= What you will do =
Would you give the listing back word for word once its pictures are removed?

= Data excerpts =
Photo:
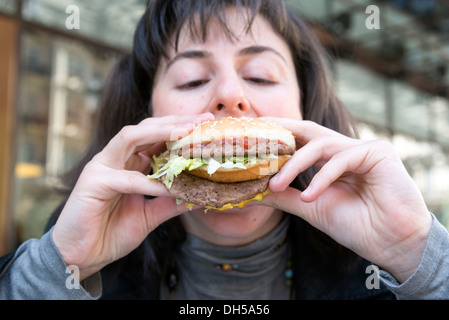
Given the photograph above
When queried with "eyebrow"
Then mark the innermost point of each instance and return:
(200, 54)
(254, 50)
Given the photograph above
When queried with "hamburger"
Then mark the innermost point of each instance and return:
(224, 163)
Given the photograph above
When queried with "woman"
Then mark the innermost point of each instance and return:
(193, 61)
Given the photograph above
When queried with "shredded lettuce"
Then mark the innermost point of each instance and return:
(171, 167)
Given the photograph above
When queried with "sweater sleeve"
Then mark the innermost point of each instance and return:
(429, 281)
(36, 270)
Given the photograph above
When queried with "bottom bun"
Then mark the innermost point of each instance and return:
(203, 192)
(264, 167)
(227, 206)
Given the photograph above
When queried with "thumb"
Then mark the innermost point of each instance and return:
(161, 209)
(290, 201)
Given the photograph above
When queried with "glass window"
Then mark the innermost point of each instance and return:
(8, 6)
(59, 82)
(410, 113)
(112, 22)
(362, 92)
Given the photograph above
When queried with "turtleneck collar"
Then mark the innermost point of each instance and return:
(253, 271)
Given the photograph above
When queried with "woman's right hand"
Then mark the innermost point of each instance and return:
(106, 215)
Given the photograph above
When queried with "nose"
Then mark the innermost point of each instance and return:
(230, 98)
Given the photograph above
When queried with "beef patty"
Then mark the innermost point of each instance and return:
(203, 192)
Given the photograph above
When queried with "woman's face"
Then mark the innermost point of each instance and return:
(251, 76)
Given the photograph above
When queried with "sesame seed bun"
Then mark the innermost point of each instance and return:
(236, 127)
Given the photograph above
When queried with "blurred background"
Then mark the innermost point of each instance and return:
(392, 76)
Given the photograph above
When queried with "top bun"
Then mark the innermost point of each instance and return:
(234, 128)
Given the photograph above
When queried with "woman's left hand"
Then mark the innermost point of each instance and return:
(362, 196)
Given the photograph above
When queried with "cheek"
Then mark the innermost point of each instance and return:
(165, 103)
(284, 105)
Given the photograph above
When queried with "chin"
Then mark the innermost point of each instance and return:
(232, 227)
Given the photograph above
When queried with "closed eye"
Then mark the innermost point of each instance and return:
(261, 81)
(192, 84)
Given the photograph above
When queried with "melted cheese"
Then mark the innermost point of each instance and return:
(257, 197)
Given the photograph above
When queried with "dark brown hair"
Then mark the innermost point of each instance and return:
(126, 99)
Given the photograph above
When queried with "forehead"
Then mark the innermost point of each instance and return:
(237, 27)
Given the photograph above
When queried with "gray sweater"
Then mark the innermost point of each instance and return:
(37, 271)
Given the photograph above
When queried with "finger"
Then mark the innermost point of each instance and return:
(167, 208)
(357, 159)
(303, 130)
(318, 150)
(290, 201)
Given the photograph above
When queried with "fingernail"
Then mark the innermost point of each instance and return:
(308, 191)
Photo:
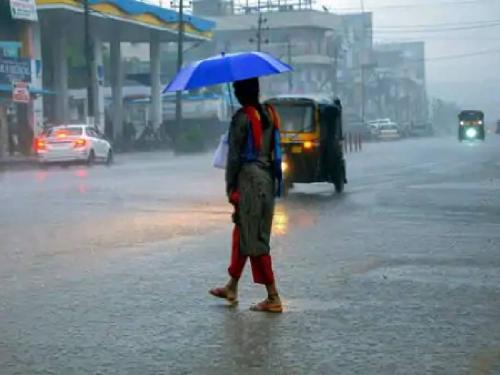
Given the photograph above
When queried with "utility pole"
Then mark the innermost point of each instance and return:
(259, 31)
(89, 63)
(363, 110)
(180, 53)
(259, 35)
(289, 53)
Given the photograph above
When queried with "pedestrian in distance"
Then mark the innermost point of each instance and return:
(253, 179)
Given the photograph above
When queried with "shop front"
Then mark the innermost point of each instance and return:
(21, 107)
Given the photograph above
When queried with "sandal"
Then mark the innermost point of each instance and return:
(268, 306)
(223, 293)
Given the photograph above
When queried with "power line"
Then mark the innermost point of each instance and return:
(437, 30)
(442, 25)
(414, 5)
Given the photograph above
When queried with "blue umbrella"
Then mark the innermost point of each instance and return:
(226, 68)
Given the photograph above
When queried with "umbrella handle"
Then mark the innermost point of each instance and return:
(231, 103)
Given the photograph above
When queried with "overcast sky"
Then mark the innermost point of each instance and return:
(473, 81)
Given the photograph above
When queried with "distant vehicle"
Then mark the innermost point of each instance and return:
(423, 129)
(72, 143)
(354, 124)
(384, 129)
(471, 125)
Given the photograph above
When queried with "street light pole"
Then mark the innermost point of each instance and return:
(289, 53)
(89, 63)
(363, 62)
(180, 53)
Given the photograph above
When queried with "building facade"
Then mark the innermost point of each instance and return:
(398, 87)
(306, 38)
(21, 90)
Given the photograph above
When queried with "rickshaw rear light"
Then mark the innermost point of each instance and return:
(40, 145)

= Solution for this problem =
Photo:
Given the photograph above
When queried with "eyebrow"
Then mark the innermost point of each instance and return:
(200, 54)
(254, 50)
Given the photograph above
When queried with "hamburger"
Then mark the innermost point of each instance and return:
(224, 163)
Given the photograph above
When queried with "woman"
Then mark the innermost point of each instance and return:
(193, 61)
Given the photograph above
When queried with "shredded lettuce"
Then mark the innermost point of each instance and return:
(171, 167)
Given the photograph above
When queried with "sweater sleeve"
Then mark the innermost point of each instance and return:
(429, 281)
(36, 270)
Given the photograph above
When queried with "bottom bun"
Then mark the innermost point of each instance and return:
(203, 192)
(264, 167)
(227, 206)
Given the photograph above
When queried with "thumb"
Then mark the innermost point of each instance and return:
(161, 209)
(290, 201)
Given the photograph above
When queried with "glass window"
Then mark the innermost point of each instance and return:
(8, 6)
(59, 82)
(410, 113)
(112, 22)
(362, 92)
Given the photograph above
When queried with "turtleneck collar"
Then mark the innermost point of each instance and return:
(253, 271)
Given the photograph above
When queried with "woman's right hand"
Then mark the innermost point of each instance and return:
(106, 215)
Given the photograph above
When queried with "nose"
Then mark the innermost point of each instance and return:
(230, 98)
Given the photograph above
When queried with "beef patty"
Then mark the innermost point of each instance and return:
(203, 192)
Given the photograph above
When queried with "woman's face"
Then mark the innermost point of each instance and return:
(251, 76)
Given the photograph above
When queried with "sesame seed bun"
Then mark the innermost point of each instance and return:
(236, 127)
Given the photograph above
When queried with "blurred background"
Then mark the innermost point of each instance and return:
(392, 76)
Given the photograph above
When queried with "top bun"
Then mark the innermost point of each instance and return:
(234, 128)
Given the photograph above
When queried with "woman's left hand"
Then mark the innermost point of each instance and return:
(362, 196)
Given the photograph above
When queried with "cheek"
Then mark the innermost point of each instance and return:
(165, 103)
(284, 105)
Given the photograph above
When queried with "chin"
Then mark the innermost point of each instance and return:
(232, 227)
Given the photograph above
When queried with "closed eye"
Then mark the innermost point of each instance and return:
(261, 81)
(192, 84)
Given the photograph above
When queried with "melted cheese"
Then mark the innermost point of each instance and return:
(257, 197)
Given the photograph above
When queried with "dark brown hair"
Then mark the innermost point of each instance and return:
(126, 99)
Given the photograph above
When queried with "forehead"
Then mark the innermost point of each instance and return:
(237, 27)
Given the photograph above
When queried with "gray sweater"
Then mark the innermost point of each instance and return:
(37, 271)
Given the photograph above
When queried with "finger"
Then mark the innermost point of each instance and return:
(167, 208)
(357, 159)
(303, 130)
(318, 150)
(290, 201)
Given the photograph above
When queried with "fingernail"
Then mark the innermost point of each instance and return:
(308, 191)
Photo:
Given the photograph above
When queried with "utility pole"
Then mark the innermost point of each instance and return:
(259, 31)
(89, 63)
(363, 110)
(180, 53)
(259, 35)
(289, 53)
Given the photograph above
When queried with "pedestrian in distance"
Then mark the innermost point of each instance and return:
(253, 179)
Given the photograph above
When queried with "shop front"
Then mark the innermost point of each instance and return:
(21, 107)
Given the photograph above
When queried with "sandal"
Then mark the innermost point of each instance and return:
(268, 306)
(223, 293)
Given the photograph above
When queried with "power line"
Then mark the innermost point of each instance and return:
(437, 30)
(442, 25)
(414, 5)
Given the photograph above
When queried with "blue umbrella"
Then mark the innermost point of each instance and return:
(226, 68)
Given the photograph above
When queried with "umbrella handle"
Then mark the innermost point of each instance and return:
(231, 103)
Given the photograph above
When queried with "overcast sky"
Then mark the innermost point of each instance and return:
(473, 81)
Given the photograph above
When queried with "distant vehicle"
Then mark the innermost point of each instance and return:
(423, 129)
(72, 143)
(354, 124)
(384, 129)
(471, 125)
Given the photograph above
When queried with "street light pole"
Then mark the innermost point of each instance and return:
(289, 53)
(89, 63)
(363, 62)
(180, 53)
Given the photograph above
When queried with "building facade"
Then mark the innermost point of each instance and return:
(398, 87)
(306, 38)
(21, 90)
Given the photograph above
When queried with "rickshaw rear light"
Then mark the innermost point of each instance and return:
(40, 145)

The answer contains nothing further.